Your task -
Revise the part of the material that opens with the line containing "I'd be grateful if you could outline the sky" and closes with the line containing "left=0, top=0, right=173, bottom=193", replacing "green foliage" with "leafy greenery" and leaving everything else unchanged. Return only that revised part.

---*---

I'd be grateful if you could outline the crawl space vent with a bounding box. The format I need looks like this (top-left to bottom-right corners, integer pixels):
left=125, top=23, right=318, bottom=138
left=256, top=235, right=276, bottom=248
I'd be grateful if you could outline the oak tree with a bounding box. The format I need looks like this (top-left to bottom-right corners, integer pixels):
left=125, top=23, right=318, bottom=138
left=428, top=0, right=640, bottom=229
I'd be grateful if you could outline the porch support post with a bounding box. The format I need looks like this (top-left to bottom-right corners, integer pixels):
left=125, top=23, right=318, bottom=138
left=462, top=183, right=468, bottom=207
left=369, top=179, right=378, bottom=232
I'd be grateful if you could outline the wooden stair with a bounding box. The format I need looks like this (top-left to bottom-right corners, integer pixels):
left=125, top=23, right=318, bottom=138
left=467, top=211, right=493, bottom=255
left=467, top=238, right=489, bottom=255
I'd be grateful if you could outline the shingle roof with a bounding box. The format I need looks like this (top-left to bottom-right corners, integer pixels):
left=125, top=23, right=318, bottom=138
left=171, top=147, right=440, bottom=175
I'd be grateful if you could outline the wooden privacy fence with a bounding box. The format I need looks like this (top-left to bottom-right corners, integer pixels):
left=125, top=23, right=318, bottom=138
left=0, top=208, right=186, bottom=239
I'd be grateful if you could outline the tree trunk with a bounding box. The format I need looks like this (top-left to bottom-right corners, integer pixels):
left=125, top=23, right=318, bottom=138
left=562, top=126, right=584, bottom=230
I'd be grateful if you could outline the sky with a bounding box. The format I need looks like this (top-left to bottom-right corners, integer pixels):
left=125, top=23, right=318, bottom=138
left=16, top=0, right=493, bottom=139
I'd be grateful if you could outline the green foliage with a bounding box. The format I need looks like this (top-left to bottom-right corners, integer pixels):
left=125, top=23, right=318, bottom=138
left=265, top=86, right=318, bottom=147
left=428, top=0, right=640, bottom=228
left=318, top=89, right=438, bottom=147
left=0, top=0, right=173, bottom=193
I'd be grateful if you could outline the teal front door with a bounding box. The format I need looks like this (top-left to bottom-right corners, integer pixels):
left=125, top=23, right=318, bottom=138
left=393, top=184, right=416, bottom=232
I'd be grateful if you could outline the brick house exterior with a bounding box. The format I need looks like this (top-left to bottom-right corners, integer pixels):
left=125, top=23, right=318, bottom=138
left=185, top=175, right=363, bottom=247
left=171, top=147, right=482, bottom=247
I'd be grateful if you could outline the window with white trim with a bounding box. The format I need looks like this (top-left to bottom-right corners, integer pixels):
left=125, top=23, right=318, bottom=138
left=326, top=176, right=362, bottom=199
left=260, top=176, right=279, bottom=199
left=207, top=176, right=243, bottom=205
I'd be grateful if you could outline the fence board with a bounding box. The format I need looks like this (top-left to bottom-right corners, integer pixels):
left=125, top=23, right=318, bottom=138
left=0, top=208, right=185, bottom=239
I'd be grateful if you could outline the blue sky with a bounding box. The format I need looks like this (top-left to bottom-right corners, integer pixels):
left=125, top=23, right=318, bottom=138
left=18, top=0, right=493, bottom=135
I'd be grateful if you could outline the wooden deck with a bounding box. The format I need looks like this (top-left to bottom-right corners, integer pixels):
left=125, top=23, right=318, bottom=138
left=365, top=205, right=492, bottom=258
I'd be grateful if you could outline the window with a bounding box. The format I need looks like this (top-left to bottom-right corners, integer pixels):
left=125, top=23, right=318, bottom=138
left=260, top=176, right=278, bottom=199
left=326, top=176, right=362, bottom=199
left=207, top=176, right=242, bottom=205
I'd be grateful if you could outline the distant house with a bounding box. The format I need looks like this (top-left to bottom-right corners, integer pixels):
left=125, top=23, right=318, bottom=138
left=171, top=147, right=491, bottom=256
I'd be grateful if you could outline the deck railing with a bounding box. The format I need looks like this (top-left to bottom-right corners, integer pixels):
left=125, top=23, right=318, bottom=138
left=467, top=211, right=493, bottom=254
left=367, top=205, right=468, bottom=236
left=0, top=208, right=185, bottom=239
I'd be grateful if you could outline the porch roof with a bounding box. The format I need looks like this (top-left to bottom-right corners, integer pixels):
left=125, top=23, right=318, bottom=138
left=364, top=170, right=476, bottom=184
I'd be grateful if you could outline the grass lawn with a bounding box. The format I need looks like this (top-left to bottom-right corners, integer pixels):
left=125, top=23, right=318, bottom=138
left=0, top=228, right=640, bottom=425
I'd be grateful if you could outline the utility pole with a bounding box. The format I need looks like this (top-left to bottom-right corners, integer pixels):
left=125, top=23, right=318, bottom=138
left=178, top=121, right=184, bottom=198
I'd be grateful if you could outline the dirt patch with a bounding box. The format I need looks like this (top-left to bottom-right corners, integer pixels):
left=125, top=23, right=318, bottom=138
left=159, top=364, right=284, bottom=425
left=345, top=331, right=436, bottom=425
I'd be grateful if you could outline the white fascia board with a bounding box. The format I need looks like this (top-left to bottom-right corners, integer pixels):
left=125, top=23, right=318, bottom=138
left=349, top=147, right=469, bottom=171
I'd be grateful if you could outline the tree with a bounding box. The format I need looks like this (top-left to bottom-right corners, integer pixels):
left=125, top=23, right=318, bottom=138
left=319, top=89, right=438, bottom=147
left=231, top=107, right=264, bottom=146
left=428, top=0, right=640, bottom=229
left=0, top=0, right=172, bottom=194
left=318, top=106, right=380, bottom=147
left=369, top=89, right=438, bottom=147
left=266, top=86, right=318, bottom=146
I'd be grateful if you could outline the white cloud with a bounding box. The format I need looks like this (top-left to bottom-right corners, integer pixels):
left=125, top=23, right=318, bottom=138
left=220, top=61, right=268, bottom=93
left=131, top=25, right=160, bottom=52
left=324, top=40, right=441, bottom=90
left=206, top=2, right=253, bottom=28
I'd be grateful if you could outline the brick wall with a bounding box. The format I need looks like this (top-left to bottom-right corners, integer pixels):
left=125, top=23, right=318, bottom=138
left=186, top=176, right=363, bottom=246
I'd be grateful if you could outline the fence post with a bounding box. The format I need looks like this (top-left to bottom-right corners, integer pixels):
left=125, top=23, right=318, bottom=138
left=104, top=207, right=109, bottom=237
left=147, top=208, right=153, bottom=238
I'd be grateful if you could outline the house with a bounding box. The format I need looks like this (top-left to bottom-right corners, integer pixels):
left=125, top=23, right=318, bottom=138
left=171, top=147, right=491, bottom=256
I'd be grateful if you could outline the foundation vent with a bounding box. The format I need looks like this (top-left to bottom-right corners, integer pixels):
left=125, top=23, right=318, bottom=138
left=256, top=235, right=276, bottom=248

---*---

Result for this task -
I'd be grateful if you could outline the sky with a bounding box. The format I need looks like this (top-left to bottom-right corners, integer pixels):
left=125, top=23, right=318, bottom=138
left=16, top=0, right=493, bottom=139
I'd be grateful if you could outline the leafy greenery with a bounding box. The format I need looks like this (top-left to bottom-right corners, integer pixels):
left=125, top=23, right=318, bottom=138
left=265, top=86, right=318, bottom=147
left=428, top=0, right=640, bottom=228
left=318, top=89, right=438, bottom=147
left=0, top=0, right=173, bottom=193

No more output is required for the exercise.